Goals –
1) According to the post about Lifelong Kindergarten, who wrote that book?
2) List the metaphors for designing a learning/making space that the post about Lifelong Kindergarten says it likes.
3) Reproduce the passage of the post about Lifelong Kindergarten word for word, starting with "I like his low" and going on through "limit their interests.".

Document text –
##########
Play! Good news, bad news...

I just finished Lifelong Kindergarten, by Mitchel Resnick, and I've got some good news and some bad news.

The good news is that Resnick is spot on with his analysis of his/MIT's Scratch programming environment and Computer Clubhouses: if you provide kids — and by extension the rest of us humans — with the opportunity to work on projects that fascinate them, they will learn more deeply and with joy. 

If we want people who can define and solve problems with flexibility and creativity, then we have to provide the means for them to learn how to do that. Resnick focuses on the technology, of course, but he is also adamant that creation is the bedrock of deep learning: Make the Thing That Is Not.

I like his low floor, high ceiling, wide walls metaphors of how to design a learning/making space: give learners an easy entry to the technology, don't limit their trajectory, and don't limit their interests.
##########
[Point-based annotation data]
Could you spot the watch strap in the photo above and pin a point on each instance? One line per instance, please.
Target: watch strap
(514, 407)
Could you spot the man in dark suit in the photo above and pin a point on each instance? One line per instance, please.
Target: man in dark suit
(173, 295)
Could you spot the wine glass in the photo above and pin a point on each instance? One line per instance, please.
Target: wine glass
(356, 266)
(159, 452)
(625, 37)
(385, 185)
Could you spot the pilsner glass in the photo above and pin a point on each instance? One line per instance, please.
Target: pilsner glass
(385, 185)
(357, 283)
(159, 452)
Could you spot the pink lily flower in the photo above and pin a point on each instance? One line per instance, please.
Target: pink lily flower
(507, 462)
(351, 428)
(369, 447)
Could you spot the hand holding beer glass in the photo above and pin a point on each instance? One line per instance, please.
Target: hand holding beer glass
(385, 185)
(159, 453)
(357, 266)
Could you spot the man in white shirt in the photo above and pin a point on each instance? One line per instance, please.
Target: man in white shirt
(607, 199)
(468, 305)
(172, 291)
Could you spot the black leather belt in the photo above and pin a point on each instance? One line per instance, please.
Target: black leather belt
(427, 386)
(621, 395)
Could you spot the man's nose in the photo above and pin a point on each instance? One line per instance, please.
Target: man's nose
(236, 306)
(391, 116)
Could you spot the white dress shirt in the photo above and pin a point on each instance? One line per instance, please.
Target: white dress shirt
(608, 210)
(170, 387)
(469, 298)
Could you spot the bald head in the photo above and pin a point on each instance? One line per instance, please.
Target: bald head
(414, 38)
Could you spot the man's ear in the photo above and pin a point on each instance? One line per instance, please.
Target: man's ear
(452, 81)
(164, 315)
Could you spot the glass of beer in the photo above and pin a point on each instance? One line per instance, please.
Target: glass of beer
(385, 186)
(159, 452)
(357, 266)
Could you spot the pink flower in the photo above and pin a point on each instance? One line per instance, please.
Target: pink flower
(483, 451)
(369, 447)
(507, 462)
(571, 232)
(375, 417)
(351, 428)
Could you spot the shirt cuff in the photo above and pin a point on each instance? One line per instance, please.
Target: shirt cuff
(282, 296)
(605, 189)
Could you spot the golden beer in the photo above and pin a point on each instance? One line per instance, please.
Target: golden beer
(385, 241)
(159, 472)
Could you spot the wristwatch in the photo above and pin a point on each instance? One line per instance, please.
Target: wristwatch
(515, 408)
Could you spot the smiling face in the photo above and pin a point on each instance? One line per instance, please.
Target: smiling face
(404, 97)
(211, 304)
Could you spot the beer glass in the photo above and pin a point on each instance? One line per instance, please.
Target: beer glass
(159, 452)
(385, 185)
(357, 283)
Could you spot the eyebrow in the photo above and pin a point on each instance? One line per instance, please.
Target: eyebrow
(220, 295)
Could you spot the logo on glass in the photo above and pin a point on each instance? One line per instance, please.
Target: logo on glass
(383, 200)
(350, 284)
##########
Response list –
1) Mitchel Resnick

2) low floor, high ceiling, wide walls

3)
I like his low floor, high ceiling, wide walls metaphors of how to design a learning/making space: give learners an easy entry to the technology, don't limit their trajectory, and don't limit their interests.